- _INSTRUCTIONS TO FOLLOW_
Where the data below has the string "instance", return the whole line.

- _EXERCISE INPUTS_
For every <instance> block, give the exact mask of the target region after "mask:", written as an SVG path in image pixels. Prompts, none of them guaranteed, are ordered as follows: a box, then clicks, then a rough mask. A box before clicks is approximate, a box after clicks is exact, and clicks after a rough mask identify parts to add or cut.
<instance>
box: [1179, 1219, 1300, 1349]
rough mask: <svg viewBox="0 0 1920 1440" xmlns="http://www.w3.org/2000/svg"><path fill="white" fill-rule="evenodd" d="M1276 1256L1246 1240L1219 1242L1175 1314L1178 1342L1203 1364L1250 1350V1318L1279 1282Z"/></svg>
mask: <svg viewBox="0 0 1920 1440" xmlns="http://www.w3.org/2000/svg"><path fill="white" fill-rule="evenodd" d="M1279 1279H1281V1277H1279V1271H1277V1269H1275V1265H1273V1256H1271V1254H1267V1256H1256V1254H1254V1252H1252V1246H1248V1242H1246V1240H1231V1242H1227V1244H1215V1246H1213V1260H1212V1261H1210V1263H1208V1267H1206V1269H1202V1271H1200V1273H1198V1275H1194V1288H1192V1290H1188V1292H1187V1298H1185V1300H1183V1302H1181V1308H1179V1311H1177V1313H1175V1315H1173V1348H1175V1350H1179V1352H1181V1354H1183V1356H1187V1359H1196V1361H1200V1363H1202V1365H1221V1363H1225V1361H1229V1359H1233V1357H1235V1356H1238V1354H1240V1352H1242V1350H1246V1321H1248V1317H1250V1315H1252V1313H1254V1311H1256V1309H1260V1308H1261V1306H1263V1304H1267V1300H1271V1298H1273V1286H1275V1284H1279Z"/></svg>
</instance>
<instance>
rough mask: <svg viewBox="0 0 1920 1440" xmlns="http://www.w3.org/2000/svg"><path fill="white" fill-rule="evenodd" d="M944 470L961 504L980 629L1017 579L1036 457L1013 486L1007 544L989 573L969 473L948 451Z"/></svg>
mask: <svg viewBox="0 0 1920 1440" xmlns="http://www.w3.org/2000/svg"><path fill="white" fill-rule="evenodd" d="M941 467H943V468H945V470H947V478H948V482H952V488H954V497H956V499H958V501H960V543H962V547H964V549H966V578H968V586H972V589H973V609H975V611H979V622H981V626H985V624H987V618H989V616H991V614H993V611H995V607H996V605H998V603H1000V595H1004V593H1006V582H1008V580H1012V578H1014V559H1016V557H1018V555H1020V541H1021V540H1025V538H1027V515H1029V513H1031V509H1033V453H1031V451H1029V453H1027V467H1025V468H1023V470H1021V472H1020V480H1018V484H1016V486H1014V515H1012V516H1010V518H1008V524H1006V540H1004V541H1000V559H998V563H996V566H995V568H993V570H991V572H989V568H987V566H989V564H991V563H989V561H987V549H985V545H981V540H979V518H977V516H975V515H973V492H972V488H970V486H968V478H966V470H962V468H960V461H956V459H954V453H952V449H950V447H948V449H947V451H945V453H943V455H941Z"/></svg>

- _EXERCISE ANSWER_
For every <instance> block, give the exact mask of the target region after "mask:", written as an SVG path in image pixels. Prompts, none of them guaranteed, are ordered as follows: a box, then clicks, then a rough mask. A box before clicks is approximate, a box after clicks is exact, and clicks after a rough mask identify parts to add or cut.
<instance>
</instance>
<instance>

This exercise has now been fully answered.